Given exercise A:
Please pull out the stretch of the Gordon Dalbey piece from "Some time ago, a" through "decades of counselling.", copying it word for word.
Given exercise B:
Extend the Gordon Dalbey piece, picking up right after its final sentence.

Article:
--- --- ---
Gordon Dalbey is a well-known writer and leader in the men’s movement. Dalbey is not travelling as much as he used to, but his legacy of wisdom lives on. His first book, Healing the Masculine Soul, released in 1988, became a classic in the worldwide men’s movement, much like the poet Robert Bly’s ground-breaking book Iron John, which was released two years later in 1990.
Some time ago, a good friend encouraged me to read Sons of the Father by Gordon Dalbey. It is probably one of the most profound books about fatherhood that I have ever read in my life. John Eldridge’s book, Fathered by God, is still my favourite, but Sons of the Father is right up there and, like good wine, it gets better with age. I have talked about it before.
The pervasive influence of wokeness and political correctness stifles a lot of modern-day writers on this subject. Gordon Dalbey, in his books, tackles the deeper spiritual issues of fatherhood and the development of the masculine soul. He shares both personal insights and stories from his decades of counselling.
--- --- ---
Record excerpts:
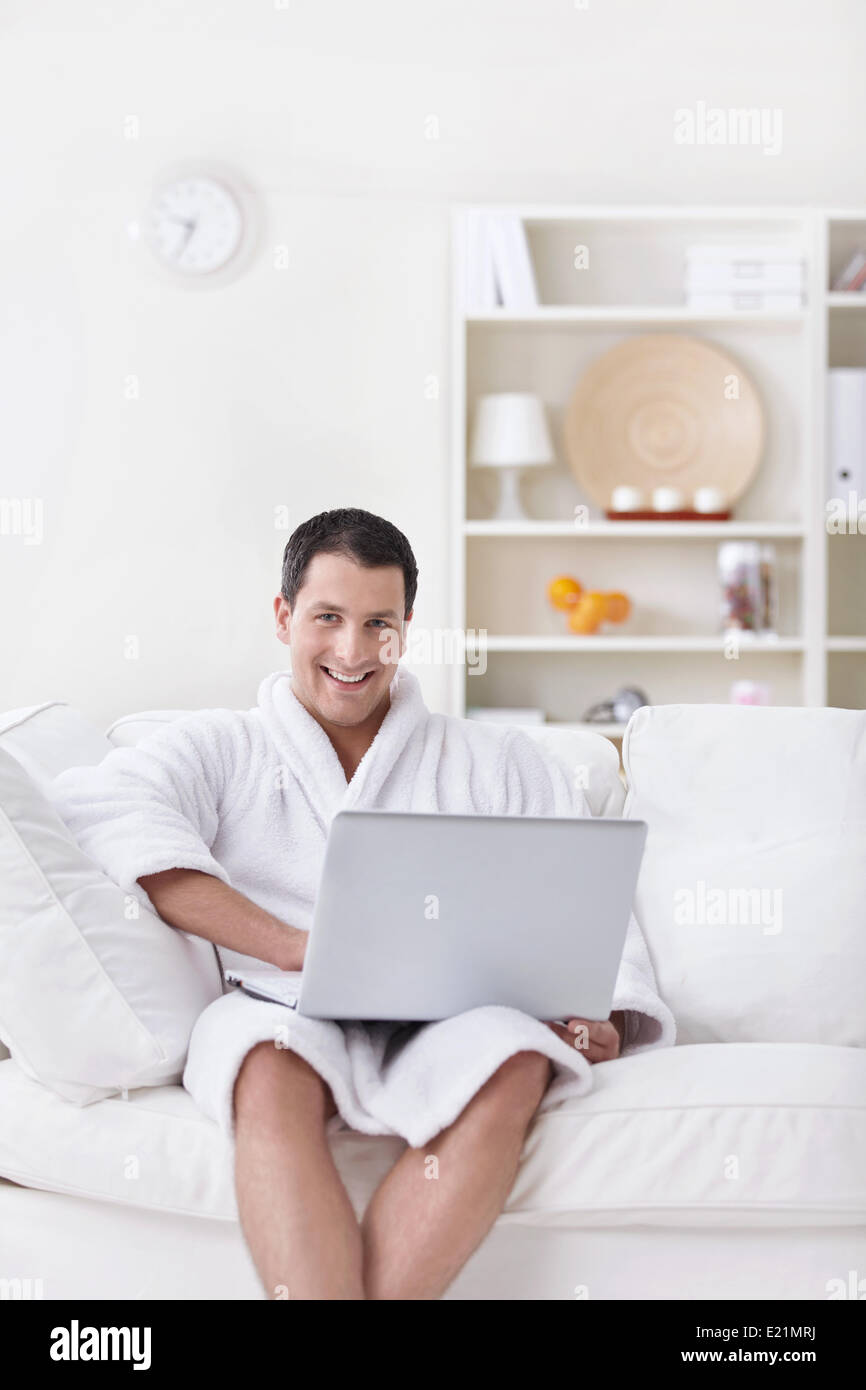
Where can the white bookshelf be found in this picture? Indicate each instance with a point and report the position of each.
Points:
(670, 644)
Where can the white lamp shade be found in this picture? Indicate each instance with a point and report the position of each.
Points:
(510, 430)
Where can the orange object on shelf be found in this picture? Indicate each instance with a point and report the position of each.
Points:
(565, 592)
(617, 606)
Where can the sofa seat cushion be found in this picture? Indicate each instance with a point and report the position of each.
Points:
(706, 1134)
(754, 876)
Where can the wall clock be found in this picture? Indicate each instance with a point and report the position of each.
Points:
(199, 224)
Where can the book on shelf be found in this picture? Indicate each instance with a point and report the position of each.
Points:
(852, 277)
(741, 299)
(744, 277)
(499, 268)
(845, 431)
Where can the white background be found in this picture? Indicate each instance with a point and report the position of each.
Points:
(310, 387)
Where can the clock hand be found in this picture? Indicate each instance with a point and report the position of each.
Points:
(186, 239)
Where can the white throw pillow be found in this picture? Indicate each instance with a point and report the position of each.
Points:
(752, 890)
(49, 738)
(97, 994)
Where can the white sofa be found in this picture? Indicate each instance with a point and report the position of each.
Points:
(731, 1165)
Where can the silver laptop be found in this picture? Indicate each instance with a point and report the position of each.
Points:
(423, 916)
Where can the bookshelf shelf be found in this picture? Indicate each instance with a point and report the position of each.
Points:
(645, 530)
(633, 314)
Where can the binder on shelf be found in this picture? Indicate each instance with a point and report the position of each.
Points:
(847, 431)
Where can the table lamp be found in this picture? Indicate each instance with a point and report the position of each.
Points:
(510, 432)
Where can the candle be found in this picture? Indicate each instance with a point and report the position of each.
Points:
(709, 499)
(667, 499)
(626, 498)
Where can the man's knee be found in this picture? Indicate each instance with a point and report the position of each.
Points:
(521, 1077)
(270, 1073)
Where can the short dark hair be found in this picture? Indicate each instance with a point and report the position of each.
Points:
(362, 535)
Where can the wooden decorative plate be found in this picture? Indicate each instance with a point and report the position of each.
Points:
(665, 409)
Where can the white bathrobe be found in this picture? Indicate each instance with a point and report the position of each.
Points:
(248, 795)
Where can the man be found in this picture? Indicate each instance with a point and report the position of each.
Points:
(220, 822)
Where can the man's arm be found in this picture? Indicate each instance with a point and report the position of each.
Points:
(206, 906)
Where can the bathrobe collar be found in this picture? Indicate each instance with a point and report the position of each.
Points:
(310, 755)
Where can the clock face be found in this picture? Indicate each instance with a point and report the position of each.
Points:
(195, 224)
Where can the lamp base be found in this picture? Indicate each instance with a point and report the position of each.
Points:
(510, 506)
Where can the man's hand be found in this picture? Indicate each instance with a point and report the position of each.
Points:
(599, 1041)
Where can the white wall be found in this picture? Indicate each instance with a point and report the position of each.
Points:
(309, 387)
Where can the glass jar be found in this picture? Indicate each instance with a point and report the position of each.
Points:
(741, 599)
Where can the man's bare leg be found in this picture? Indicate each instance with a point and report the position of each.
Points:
(419, 1230)
(295, 1212)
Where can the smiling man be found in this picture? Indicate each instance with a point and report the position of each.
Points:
(220, 822)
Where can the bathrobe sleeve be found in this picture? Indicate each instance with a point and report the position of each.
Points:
(152, 806)
(540, 787)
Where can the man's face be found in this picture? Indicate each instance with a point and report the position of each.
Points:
(346, 620)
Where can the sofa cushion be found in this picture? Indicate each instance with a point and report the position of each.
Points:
(752, 886)
(49, 738)
(96, 991)
(736, 1134)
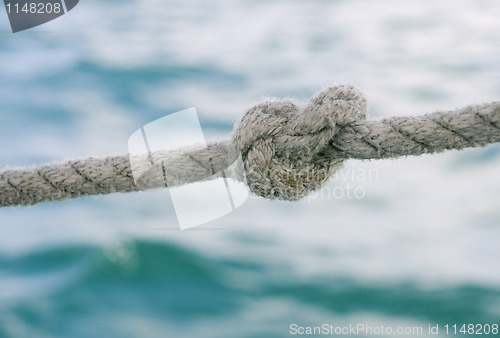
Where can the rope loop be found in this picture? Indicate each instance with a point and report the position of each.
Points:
(281, 142)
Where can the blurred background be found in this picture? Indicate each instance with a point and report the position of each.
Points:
(406, 242)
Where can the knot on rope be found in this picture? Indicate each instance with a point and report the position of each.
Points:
(281, 142)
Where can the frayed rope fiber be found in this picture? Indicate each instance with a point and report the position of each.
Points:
(287, 149)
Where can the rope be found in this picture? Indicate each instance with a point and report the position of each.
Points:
(287, 149)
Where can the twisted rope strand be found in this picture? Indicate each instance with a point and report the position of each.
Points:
(288, 150)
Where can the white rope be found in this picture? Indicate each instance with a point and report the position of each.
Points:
(287, 150)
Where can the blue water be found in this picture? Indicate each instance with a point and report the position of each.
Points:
(419, 246)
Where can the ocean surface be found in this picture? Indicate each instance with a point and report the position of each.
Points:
(405, 243)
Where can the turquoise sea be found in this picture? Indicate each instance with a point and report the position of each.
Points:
(407, 243)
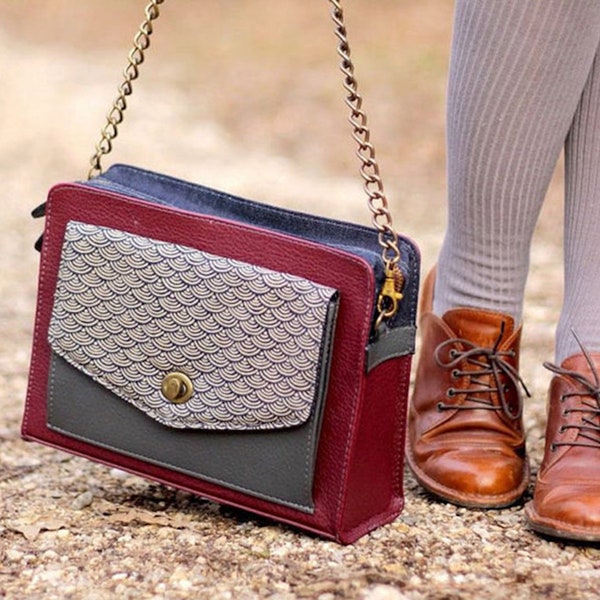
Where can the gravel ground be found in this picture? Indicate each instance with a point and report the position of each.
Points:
(73, 529)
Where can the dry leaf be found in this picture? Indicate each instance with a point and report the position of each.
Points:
(31, 530)
(146, 518)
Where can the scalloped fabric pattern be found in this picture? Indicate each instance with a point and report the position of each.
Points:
(129, 310)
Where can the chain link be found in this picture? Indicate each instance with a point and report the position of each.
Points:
(114, 118)
(369, 169)
(381, 218)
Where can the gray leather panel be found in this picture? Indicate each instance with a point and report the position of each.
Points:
(391, 343)
(277, 465)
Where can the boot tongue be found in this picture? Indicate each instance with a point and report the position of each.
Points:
(480, 327)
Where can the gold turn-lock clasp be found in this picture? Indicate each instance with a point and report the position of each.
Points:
(177, 388)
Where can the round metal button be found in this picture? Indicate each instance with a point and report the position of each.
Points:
(177, 388)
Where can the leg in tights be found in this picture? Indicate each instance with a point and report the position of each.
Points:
(517, 73)
(581, 306)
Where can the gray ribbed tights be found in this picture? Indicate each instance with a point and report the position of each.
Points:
(524, 82)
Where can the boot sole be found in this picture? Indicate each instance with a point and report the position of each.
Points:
(559, 529)
(465, 500)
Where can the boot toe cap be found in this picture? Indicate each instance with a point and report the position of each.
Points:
(476, 477)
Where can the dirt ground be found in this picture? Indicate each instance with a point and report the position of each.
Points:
(245, 97)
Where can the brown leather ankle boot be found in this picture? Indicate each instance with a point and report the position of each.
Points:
(566, 502)
(465, 431)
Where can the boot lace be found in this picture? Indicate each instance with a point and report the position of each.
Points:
(589, 427)
(483, 362)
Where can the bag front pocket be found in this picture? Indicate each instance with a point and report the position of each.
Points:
(204, 364)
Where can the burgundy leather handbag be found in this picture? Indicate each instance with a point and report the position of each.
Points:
(252, 355)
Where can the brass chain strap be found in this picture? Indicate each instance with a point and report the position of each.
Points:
(391, 293)
(114, 118)
(381, 219)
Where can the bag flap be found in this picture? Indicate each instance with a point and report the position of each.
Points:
(191, 339)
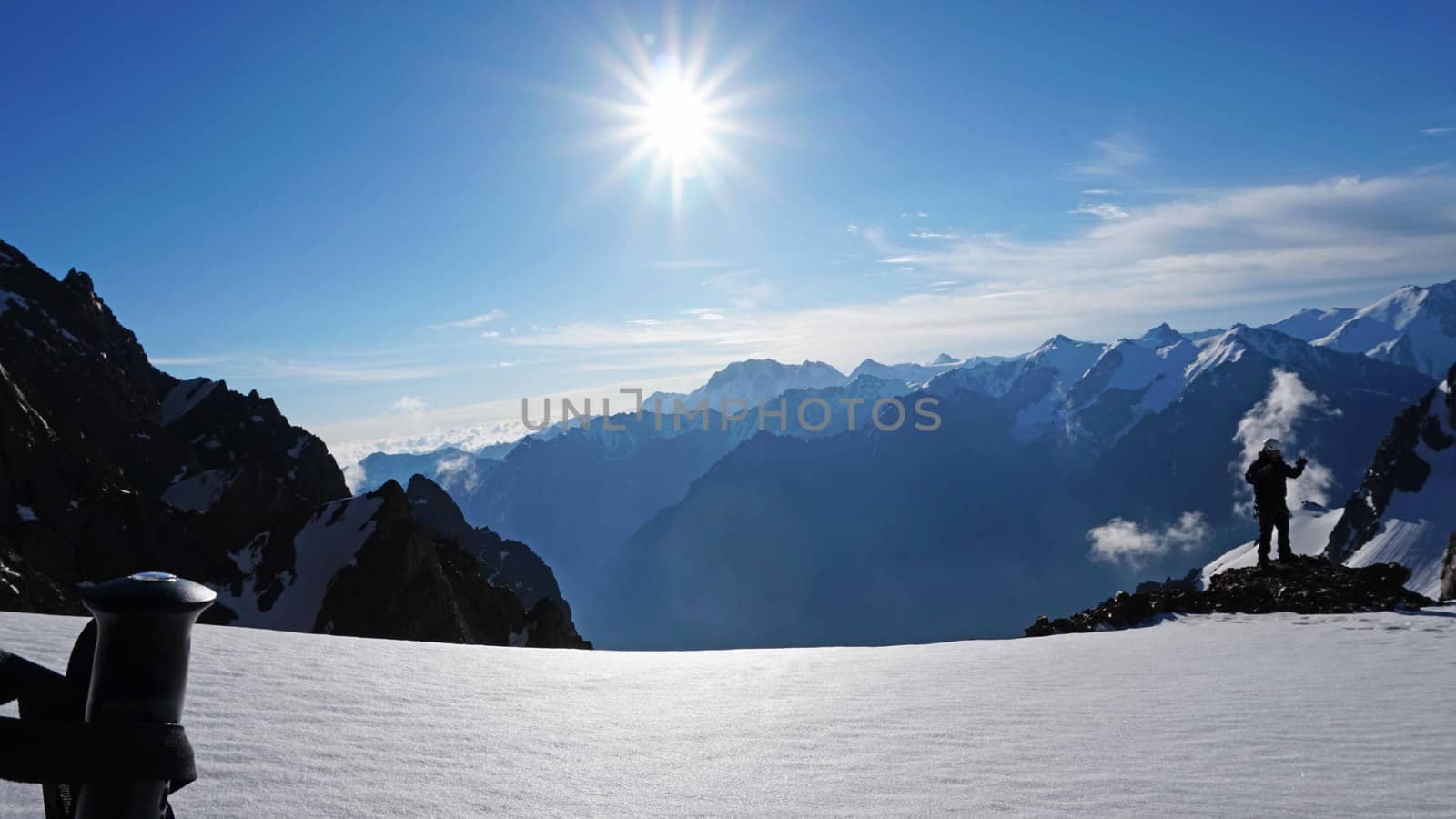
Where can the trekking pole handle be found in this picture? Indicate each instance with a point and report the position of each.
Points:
--- --- ---
Exercise answer A:
Some time ago, a good friend encouraged me to read Sons of the Father by Gordon Dalbey. It is probably one of the most profound books about fatherhood that I have ever read in my life. John Eldridge’s book, Fathered by God, is still my favourite, but Sons of the Father is right up there and, like good wine, it gets better with age. I have talked about it before.
The pervasive influence of wokeness and political correctness stifles a lot of modern-day writers on this subject. Gordon Dalbey, in his books, tackles the deeper spiritual issues of fatherhood and the development of the masculine soul. He shares both personal insights and stories from his decades of counselling.

Exercise answer B:
Gordon Dalbey was touring in Australia over a decade ago. Fortuitously I caught up with him at Ellel and recorded a ten-part video interview series. The most popular is Part One, with over 5,000 views, called ‘Discover the Wound’.
Check out the Part Six video below, called ‘The Brown Ooze’.
His book, Healing the Masculine Soul, is well worth the purchase price, as long as you don’t mind deep water.
This excerpt gives you an insight into Gordon’s relaxed and informative style:
“What does a boy gain from having a father present that men today must remember? Apart from such ‘manly’ skills as business, carpentry, and auto repair – which a knowledgeable mother might teach equally well – what does the father communicate or impart to a boy that the mother cannot?
The most intriguing answer came to me after a long session of prayer and healing with a thirty-year-old man whose father had severely rejected him. “Sure, Dad hurt me terribly at times,” he said. “But I remember once, when my brother and I were about six and four, sitting on the bed with Dad, one of us under each of his arms as he told us a bedtime story.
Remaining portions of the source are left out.